- **The data**
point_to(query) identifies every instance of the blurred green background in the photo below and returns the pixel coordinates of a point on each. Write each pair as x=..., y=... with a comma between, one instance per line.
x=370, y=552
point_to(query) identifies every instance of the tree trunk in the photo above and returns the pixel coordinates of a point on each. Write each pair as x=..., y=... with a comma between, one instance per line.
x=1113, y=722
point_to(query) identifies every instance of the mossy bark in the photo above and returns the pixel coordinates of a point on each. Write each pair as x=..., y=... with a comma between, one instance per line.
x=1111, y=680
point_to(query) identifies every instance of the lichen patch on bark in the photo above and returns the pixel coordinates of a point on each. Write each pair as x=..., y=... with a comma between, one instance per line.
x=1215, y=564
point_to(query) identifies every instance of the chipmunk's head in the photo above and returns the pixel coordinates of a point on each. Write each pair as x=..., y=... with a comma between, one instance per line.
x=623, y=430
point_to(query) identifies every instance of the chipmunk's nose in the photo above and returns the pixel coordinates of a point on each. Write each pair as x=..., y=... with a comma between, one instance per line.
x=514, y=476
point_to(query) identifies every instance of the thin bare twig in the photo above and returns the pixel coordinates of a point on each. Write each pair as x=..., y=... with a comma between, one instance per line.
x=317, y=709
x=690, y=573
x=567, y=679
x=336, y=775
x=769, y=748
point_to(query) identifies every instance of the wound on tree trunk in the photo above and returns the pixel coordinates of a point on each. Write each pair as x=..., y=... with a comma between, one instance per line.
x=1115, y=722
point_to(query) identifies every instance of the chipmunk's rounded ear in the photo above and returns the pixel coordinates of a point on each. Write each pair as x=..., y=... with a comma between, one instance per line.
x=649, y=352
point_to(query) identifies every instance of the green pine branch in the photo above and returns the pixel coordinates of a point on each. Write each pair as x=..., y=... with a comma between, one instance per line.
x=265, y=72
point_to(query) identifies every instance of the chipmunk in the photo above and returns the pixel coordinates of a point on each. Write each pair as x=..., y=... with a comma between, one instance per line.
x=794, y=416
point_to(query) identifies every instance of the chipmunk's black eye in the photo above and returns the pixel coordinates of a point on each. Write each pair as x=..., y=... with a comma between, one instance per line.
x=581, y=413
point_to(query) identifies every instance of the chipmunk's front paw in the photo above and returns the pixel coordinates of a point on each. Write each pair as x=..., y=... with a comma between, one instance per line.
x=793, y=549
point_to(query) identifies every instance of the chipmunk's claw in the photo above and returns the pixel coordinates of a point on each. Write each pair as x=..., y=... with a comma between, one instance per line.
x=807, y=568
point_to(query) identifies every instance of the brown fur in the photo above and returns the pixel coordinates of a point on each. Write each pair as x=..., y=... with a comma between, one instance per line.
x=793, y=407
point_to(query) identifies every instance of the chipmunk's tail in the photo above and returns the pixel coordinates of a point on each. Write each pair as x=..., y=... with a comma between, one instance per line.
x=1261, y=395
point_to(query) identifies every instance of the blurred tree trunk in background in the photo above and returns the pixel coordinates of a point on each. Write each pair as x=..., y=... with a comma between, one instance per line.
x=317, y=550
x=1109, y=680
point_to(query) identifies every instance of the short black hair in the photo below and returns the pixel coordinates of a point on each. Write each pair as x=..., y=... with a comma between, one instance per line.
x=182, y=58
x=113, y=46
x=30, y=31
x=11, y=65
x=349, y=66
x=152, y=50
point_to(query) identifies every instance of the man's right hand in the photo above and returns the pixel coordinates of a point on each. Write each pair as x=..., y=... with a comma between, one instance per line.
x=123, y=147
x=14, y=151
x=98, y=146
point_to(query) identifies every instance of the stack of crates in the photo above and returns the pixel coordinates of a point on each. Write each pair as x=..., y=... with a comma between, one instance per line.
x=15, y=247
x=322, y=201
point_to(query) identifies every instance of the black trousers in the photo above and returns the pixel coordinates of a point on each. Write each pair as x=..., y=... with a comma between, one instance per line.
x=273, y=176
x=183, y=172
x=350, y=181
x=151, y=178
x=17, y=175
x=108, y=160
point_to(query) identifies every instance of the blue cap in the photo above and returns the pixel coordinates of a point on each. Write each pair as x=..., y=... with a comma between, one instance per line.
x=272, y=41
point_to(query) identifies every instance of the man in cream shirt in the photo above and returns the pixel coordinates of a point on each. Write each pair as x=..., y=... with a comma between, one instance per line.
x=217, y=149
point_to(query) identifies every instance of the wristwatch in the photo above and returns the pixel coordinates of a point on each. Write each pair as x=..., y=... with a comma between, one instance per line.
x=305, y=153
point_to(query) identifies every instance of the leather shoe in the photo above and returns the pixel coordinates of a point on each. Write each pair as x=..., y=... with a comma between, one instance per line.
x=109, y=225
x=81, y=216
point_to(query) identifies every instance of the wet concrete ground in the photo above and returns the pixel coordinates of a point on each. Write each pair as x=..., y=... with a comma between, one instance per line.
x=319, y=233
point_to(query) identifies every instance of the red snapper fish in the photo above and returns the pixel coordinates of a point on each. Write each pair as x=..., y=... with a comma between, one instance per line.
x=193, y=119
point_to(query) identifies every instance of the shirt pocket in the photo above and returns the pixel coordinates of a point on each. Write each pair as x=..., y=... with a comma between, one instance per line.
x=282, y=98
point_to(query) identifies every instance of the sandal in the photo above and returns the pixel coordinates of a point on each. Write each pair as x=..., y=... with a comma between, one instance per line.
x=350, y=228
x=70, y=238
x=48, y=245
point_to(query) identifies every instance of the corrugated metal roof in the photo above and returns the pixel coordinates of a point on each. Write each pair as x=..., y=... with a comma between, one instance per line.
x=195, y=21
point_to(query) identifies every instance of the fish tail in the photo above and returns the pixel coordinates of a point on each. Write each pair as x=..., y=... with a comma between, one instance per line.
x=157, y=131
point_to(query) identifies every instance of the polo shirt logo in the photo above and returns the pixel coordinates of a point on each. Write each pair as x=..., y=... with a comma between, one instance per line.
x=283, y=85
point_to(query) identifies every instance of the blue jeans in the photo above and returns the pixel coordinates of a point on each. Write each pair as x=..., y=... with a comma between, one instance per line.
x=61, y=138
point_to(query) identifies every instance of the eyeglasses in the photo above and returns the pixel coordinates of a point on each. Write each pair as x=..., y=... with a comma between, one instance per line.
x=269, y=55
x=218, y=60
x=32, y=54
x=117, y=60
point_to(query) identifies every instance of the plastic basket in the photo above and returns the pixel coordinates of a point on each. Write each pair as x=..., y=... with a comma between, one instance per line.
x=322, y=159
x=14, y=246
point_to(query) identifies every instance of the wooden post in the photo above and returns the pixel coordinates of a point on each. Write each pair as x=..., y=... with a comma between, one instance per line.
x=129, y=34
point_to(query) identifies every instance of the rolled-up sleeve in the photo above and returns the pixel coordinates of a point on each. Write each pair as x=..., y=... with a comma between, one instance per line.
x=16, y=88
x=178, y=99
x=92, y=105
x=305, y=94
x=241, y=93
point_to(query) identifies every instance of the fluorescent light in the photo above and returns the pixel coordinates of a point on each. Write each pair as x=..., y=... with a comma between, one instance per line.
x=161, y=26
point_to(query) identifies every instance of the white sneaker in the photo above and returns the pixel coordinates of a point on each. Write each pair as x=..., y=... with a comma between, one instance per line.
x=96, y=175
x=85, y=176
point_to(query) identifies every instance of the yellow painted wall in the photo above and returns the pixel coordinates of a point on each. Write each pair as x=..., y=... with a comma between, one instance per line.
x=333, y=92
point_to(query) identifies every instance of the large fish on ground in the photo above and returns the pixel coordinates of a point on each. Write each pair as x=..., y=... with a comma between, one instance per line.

- **Task to complete**
Nothing in the data above may be skipped; repeat it all exactly.

- **Answer area**
point_to(query) identifies every instance of the blurred green background in the photo below and returns the pixel coordinates of a point on each. Write each pair as x=..., y=... with a comma between, one instance per line.
x=370, y=552
point_to(query) identifies every instance of the tree trunk in the photo above and returns the pixel coordinates of a point on each. Write each pair as x=..., y=... with a comma between, one instance per line.
x=1113, y=722
point_to(query) identifies every instance of the mossy bark in the photo above and returns the pixel coordinates of a point on each. Write each pair as x=..., y=... with a comma between, one instance per line.
x=1111, y=680
point_to(query) identifies every instance of the lichen patch on bark in the photo above and returns the pixel coordinates of a point on each. Write each pair as x=..., y=... with a comma between, one instance per line.
x=1215, y=564
point_to(query) identifies every instance of the chipmunk's head in the photo above and returns the pixel coordinates of a point on each. Write each pair as x=..., y=... with a comma between, one instance per line.
x=623, y=430
point_to(query) identifies every instance of the chipmunk's nose in the photo above and returns the pixel coordinates of a point on each. Write each pair as x=..., y=... with a comma between, one instance per line.
x=514, y=476
point_to(query) identifies every instance of the thin bare twig in the photo above and returns the pixel coordinates of a point on each. Write each pair as x=..., y=... with a comma between, one instance per line.
x=317, y=709
x=690, y=573
x=567, y=679
x=336, y=775
x=769, y=748
point_to(query) identifies every instance of the wound on tree trunk in the photo above and returns the pixel coordinates of a point on each. Write each pair as x=..., y=... with a comma between, one instance per line.
x=1115, y=722
point_to(query) identifies every instance of the chipmunk's rounded ear in the photo above and returns the pixel coordinates of a point on each. Write each pair as x=..., y=... with a comma between, one instance per line.
x=649, y=352
point_to(query) identifies every instance of the green pine branch in the photo above and returns the pixel coordinates of a point on each. Write each pair as x=..., y=... with a comma between, one instance per line.
x=265, y=72
point_to(query) identifies every instance of the chipmunk in the photo above and returns the pixel coordinates of a point on each. Write each pair as x=..., y=... with a comma between, one instance per line.
x=794, y=416
point_to(query) identifies every instance of the chipmunk's black eye in the photo above and returns the pixel coordinates of a point on each. Write each pair as x=..., y=... with a comma between, one instance per line.
x=581, y=413
point_to(query) identifies every instance of the chipmunk's front paw in the photo above and returns the pixel coordinates of a point on each. Write each pair as x=..., y=... with a comma between, one instance per line.
x=793, y=549
point_to(query) identifies every instance of the chipmunk's claw in the photo above and returns the pixel coordinates of a point on each. Write each pair as x=..., y=... with a comma between, one instance per line.
x=807, y=568
point_to(query) identifies every instance of the brown fur in the photo above and returns the pixel coordinates of a point on each. Write each pair as x=..., y=... with a comma between, one instance per line.
x=793, y=407
point_to(query) identifies every instance of the chipmunk's tail in the photo above and returns the pixel coordinates of a point on each. Write each pair as x=..., y=... with a comma between, one instance per line.
x=1261, y=395
point_to(query) identifies every instance of the blurred tree trunk in background in the photo above and returns the pixel coordinates of a point on each. Write each pair as x=..., y=... with a comma between, one instance per line.
x=317, y=550
x=1109, y=680
point_to(query) identifies every instance of the short black hair in the photo below and returns the pixel coordinates of a point on each. Write each pair as x=..., y=... with a comma between, one instance per line.
x=182, y=58
x=113, y=46
x=30, y=31
x=11, y=65
x=349, y=66
x=152, y=50
point_to(query) identifies every instance of the man's right hand in the photo above and returns the pixel coordinates of a point on each. Write each pair as x=..., y=... with a comma between, one instance per line.
x=123, y=147
x=14, y=151
x=98, y=146
point_to(query) identifies every instance of the stack of crates in the photo above and returns the pixel coordinates of a point on each. Write each pair as x=..., y=... with a comma between, one instance per line.
x=15, y=247
x=322, y=201
point_to(query) identifies every instance of the black trousers in the photo above and returns the pixel coordinates of a point on each. Write each pair as x=..., y=... with a comma between, one instance per line.
x=273, y=176
x=183, y=172
x=350, y=181
x=151, y=178
x=17, y=175
x=108, y=160
point_to(query) identifies every instance of the blue cap in the photo above and returns the pixel coordinates of a point on each. Write each pair as x=..., y=... with a comma between, one instance per line.
x=272, y=41
point_to(query) identifies every instance of the man in cream shirt in the photo above and returns the pixel coordinates of a point on each. Write each pair as x=..., y=... with a comma between, one instance per line.
x=217, y=149
point_to(query) identifies every instance of the wristwatch in the photo above and returns the pixel coordinates of a point on each. Write each pair as x=..., y=... with a comma between, one instance per line.
x=305, y=153
point_to(query) identifies every instance of the leather shoe in the photo above and returns the pixel coordinates of a point on each. Write each pair as x=..., y=... with a comma between, one instance per line.
x=109, y=225
x=81, y=216
point_to(query) identifies every instance of the wet concrete ground in the photo above and returns the pixel coordinates of a point on each. Write each pair as x=..., y=... with a comma between, one instance per line.
x=319, y=233
point_to(query) identifies every instance of the red snapper fish in the photo above and returns the pixel coordinates of a point on each. Write each pair as x=..., y=... with a comma between, one instance per line.
x=193, y=119
point_to(query) identifies every instance of the shirt pocket in the photo above and returns the pixel coordinates of a point on each. Write each pair as x=..., y=... with a comma between, one instance per line.
x=282, y=98
point_to(query) identifies every instance of the sandal in the photo above and returns the pixel coordinates of a point on each. Write each pair as x=..., y=... with a comma between, one instance per line.
x=350, y=228
x=70, y=238
x=48, y=245
point_to(query) identifies every instance of the corrugated metal roof in the photo above and returns the pixel coordinates of a point on each. Write each pair as x=..., y=... with a comma between, one instance per line.
x=195, y=21
point_to(query) identifies every instance of the fish tail in the photo above and returns the pixel coordinates of a point on each. Write each pair as x=..., y=... with a comma between, one instance per line.
x=157, y=131
point_to(query) identifies every instance of the polo shirt logo in the photo above and returns the pixel coordinates of a point on each. Write each pair as x=..., y=... with a comma between, one instance per line.
x=283, y=85
point_to(query) identifies every instance of the blue jeans in the photo above and returns the pixel coordinates of a point on each. Write each pair as x=..., y=... with a comma between, one instance per line.
x=61, y=138
point_to(query) identifies every instance of the eyeglasses in the photo above and returns the pixel coordinates of a point on each. Write each pair as x=..., y=... with a comma between, one instance per line.
x=269, y=55
x=218, y=60
x=32, y=54
x=117, y=60
point_to(query) identifies every instance of the plastic basket in the photo above and returns the pixel coordinates of a point on each. Write each pair as x=..., y=... with a comma between, one instance per line.
x=322, y=159
x=14, y=246
point_to(query) identifies every instance of the wooden post in the photo above and returns the pixel coordinates of a point on each. Write each pair as x=..., y=... with a comma between, one instance per line.
x=129, y=34
point_to(query) identifies every instance of the rolled-up sleeve in the photo above and returns the pixel coordinates of a point on each. Write each pair as x=..., y=... with a comma between, one instance per line.
x=16, y=88
x=178, y=99
x=92, y=105
x=305, y=94
x=241, y=93
point_to(query) identifies every instance of the fluorescent light in the photo above and returns the pixel coordinates of a point on each. Write each pair as x=..., y=... with a comma between, one instance per line.
x=161, y=26
point_to(query) identifies every instance of the white sneaker in the photo above and returns the pixel coordinates of a point on each. Write each pair as x=..., y=... with a comma between, one instance per line.
x=96, y=175
x=85, y=176
point_to(query) identifies every instance of the yellow painted wall in the photo above and returns the pixel coordinates of a point on each. Write each pair as x=..., y=... with a comma between, one instance per line.
x=333, y=92
point_to(query) identifies every instance of the large fish on ground in the photo above and returns the pixel coordinates of a point on each. Write each pair as x=..., y=... with a comma between, one instance per line.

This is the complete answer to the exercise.